▸ **Exercise requirements**
Output a character-exact copy of the data, images removed.

Natural-language object grounding data:
=== Section Start ===

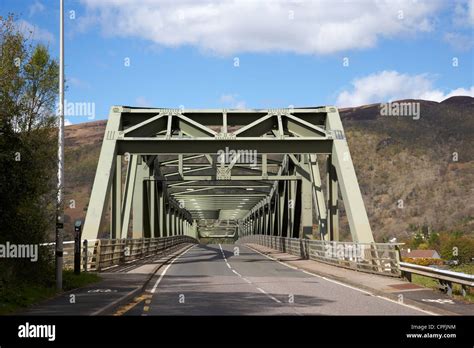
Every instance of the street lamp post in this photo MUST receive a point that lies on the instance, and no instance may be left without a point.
(59, 209)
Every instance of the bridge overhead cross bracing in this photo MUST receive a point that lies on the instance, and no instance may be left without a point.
(165, 172)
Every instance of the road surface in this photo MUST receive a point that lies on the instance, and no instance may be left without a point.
(213, 280)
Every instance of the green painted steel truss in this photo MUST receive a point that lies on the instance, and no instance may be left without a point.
(161, 171)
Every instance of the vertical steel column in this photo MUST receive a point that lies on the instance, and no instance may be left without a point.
(139, 199)
(306, 202)
(285, 209)
(347, 180)
(128, 193)
(333, 211)
(153, 209)
(116, 201)
(102, 181)
(318, 197)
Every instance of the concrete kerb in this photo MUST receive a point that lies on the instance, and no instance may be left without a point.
(374, 291)
(111, 307)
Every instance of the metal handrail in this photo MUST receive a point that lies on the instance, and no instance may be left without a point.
(440, 274)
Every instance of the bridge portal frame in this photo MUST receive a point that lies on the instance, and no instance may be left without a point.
(142, 135)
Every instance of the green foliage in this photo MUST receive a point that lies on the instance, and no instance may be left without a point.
(24, 295)
(28, 80)
(458, 247)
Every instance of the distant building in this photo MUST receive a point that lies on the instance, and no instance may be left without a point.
(418, 254)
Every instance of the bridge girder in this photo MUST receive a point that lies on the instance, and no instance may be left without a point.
(179, 171)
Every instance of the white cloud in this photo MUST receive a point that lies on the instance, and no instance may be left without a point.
(229, 27)
(78, 83)
(459, 41)
(386, 86)
(37, 7)
(232, 101)
(142, 101)
(34, 32)
(464, 13)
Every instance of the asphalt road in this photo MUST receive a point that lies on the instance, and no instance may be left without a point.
(213, 280)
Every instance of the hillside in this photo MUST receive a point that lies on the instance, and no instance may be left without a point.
(407, 169)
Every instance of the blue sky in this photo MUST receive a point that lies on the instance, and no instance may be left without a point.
(255, 54)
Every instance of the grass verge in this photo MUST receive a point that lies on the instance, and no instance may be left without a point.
(433, 284)
(19, 297)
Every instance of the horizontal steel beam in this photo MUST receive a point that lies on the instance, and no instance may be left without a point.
(151, 146)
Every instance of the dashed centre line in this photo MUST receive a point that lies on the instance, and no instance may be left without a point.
(245, 279)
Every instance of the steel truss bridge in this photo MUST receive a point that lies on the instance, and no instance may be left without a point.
(167, 172)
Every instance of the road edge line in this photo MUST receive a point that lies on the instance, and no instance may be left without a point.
(132, 294)
(431, 310)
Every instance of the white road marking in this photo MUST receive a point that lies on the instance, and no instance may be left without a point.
(166, 269)
(240, 275)
(342, 284)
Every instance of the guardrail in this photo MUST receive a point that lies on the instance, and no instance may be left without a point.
(100, 254)
(446, 278)
(378, 258)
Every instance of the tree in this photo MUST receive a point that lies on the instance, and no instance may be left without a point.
(28, 91)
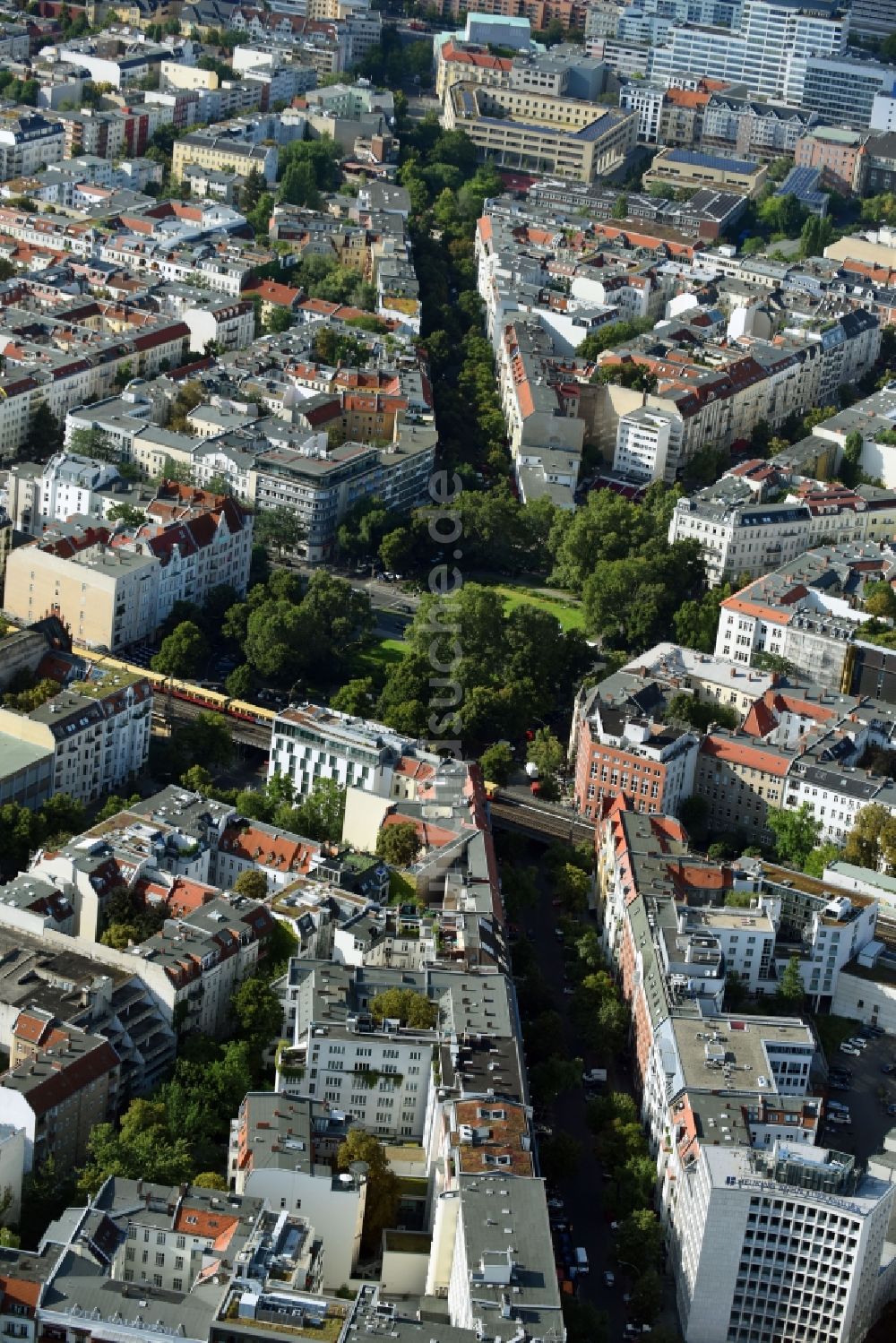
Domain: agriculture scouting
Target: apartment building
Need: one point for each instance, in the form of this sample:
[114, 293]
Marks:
[322, 484]
[624, 747]
[225, 152]
[116, 589]
[691, 169]
[312, 743]
[67, 485]
[642, 444]
[45, 987]
[753, 129]
[59, 1095]
[788, 1241]
[842, 89]
[739, 536]
[546, 435]
[530, 132]
[840, 155]
[29, 142]
[97, 732]
[381, 1076]
[758, 50]
[802, 613]
[740, 779]
[282, 1149]
[728, 1108]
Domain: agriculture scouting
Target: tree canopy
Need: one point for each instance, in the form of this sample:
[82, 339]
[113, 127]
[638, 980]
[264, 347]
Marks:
[406, 1006]
[400, 844]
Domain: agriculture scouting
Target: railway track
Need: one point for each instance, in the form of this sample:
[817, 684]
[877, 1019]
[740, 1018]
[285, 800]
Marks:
[167, 710]
[536, 821]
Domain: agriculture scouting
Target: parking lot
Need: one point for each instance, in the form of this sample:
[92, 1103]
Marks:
[871, 1090]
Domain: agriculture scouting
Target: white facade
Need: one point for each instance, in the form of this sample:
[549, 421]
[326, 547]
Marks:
[231, 327]
[382, 1079]
[758, 51]
[312, 743]
[69, 485]
[758, 1252]
[642, 443]
[29, 145]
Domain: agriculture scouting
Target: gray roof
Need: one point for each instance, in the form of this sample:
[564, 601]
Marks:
[505, 1227]
[82, 1284]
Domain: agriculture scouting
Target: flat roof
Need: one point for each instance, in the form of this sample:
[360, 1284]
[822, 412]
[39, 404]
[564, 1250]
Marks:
[742, 1041]
[16, 755]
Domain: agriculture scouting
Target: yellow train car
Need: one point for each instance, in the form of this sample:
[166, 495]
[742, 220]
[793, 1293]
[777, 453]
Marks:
[187, 691]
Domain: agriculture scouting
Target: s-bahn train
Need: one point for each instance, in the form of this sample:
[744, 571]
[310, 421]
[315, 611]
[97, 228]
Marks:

=== Section End ===

▸ **Written reply**
Every instance of the street lamp post in this photo MUST receive a point that lies on the instance, and no instance may be left without a point.
(59, 209)
Every instance of the bridge overhead cross bracing in this photo MUST receive a point that lies on the instance, and no instance may be left without a point.
(165, 172)
Every instance of the road surface in this photo MUST receive a point that lies on the instance, and no instance may be left without a point.
(213, 280)
Every instance of the green painted steel truss in this photo MUST receive a point that lies on the instance, and no instance may be left without a point.
(161, 171)
Every instance of the vertical steel column in this photo MUST receive a point that lies on the instance, and no instance may be left without a point.
(139, 199)
(306, 202)
(285, 209)
(347, 180)
(128, 193)
(333, 211)
(153, 209)
(116, 201)
(102, 181)
(318, 197)
Every instance of the concrete kerb in this photo MUST receive a point that lies on the instance, and no instance may be left without a point.
(374, 291)
(111, 307)
Every instance of the metal handrail in this photo MUST receive a point that lies on the instance, and no instance may be left without a point.
(440, 274)
Every instance of the bridge portal frame in this photo MUST receive a point that lies on the instance, and no instance may be left without a point.
(142, 135)
Every instance of the green foliage in this photo MUST receive a point that lies on the instance, and no instance may be left without a point.
(24, 295)
(28, 80)
(458, 247)
Every instance of the distant building in this photo MUST receive a point that lies on the instance, and no instance may be left without a point.
(418, 254)
Every instance of the bridge girder in this photo MUST receive a point that lies on the instance, and no instance may be left without a point.
(179, 171)
Every instance of the white cloud in this photo MUST receive a point that lies on the instance, and no instance may be left without a point.
(229, 27)
(78, 83)
(459, 41)
(386, 86)
(37, 7)
(232, 101)
(142, 101)
(34, 32)
(464, 13)
Every instance of the asphalt road in this photo MUST receive a point that lies on the instance, and no instance may be left without a point.
(213, 280)
Every instance of the hillside in this photo MUST receive a point that lies on the instance, and no instance may be left without a point.
(407, 169)
Every instance of the blue sky in this photo MUST receive a point that lies on the instance, and no instance may be left without a point.
(255, 54)
Every instance of the grass verge in this photo MUST receive a point that lies on the instance, and no instance may be left without a point.
(433, 284)
(19, 297)
Every instance of the horizontal steel beam in this photo MUST receive a point that lies on the instance, and no instance may be left without a point.
(151, 146)
Every instance of the dashed centre line in this photo MUST receive a point that lies on the instance, and no instance may be left without a point.
(245, 279)
Every instance of the steel truss bridge in this photo MUST receive a point that lies on the instance, and no instance may be left without a point.
(167, 172)
Every instance of the road edge line in this photo MUST receive a point that lies on the instance, and no instance may be left without a point.
(132, 294)
(431, 310)
Every instance of the white road marking in this photo MUST receive a point that lies on the instance, and no instance may be left without a point.
(166, 269)
(240, 275)
(342, 284)
Every instance of the guardrail in this photo MUST receive a point that lies on the instance, and no instance may be left without a point.
(100, 254)
(446, 278)
(378, 258)
Every instance of the tree in this photo MUST receive a point that lies on the instance, and no instance may be left without a point.
(28, 91)
Domain: agriculture scouting
Target: apartment building
Need: one point for each instance, in the form of this sample:
[114, 293]
Marks:
[322, 484]
[624, 747]
[225, 152]
[116, 589]
[691, 169]
[312, 743]
[67, 485]
[642, 444]
[45, 987]
[753, 129]
[59, 1095]
[788, 1241]
[842, 89]
[739, 536]
[546, 435]
[530, 132]
[840, 155]
[29, 142]
[97, 732]
[381, 1076]
[758, 50]
[802, 613]
[740, 779]
[282, 1149]
[728, 1108]
Domain: agriculture scouting
Target: tree canopy
Need: one point for each instance, in the form of this sample:
[82, 339]
[113, 127]
[638, 980]
[264, 347]
Marks:
[406, 1006]
[400, 844]
Domain: agriculture scouting
Target: railway track
Need: one point for each instance, in the form of this sample:
[817, 684]
[877, 1019]
[740, 1018]
[285, 800]
Marks:
[167, 710]
[536, 821]
Domain: agriculture scouting
Target: parking lot
Need: one point for each instance, in the form of this sample:
[92, 1103]
Marks:
[871, 1090]
Domain: agriculture scouting
Target: white facade
Need: one point for each instance, in the form of this sample:
[549, 421]
[326, 547]
Marks:
[231, 327]
[382, 1079]
[758, 51]
[312, 743]
[69, 485]
[758, 1252]
[642, 443]
[29, 145]
Domain: agriculture scouting
Target: gray roof
Need: one point for each instance, in the form of this sample:
[564, 601]
Marks:
[505, 1227]
[82, 1284]
Domain: agriculture scouting
Target: flat roof
Need: one point for each instance, in the form of this sample:
[360, 1284]
[822, 412]
[39, 404]
[564, 1250]
Marks:
[742, 1041]
[16, 755]
Domain: agriculture scouting
Target: yellow train car
Need: one point for each instance, in the form of this sample:
[166, 495]
[742, 220]
[793, 1293]
[777, 453]
Marks:
[187, 691]
Domain: agriculture scouting
Target: s-bahn train
Need: one point for each instance, in the form of this sample:
[744, 571]
[310, 421]
[315, 611]
[97, 228]
Marks:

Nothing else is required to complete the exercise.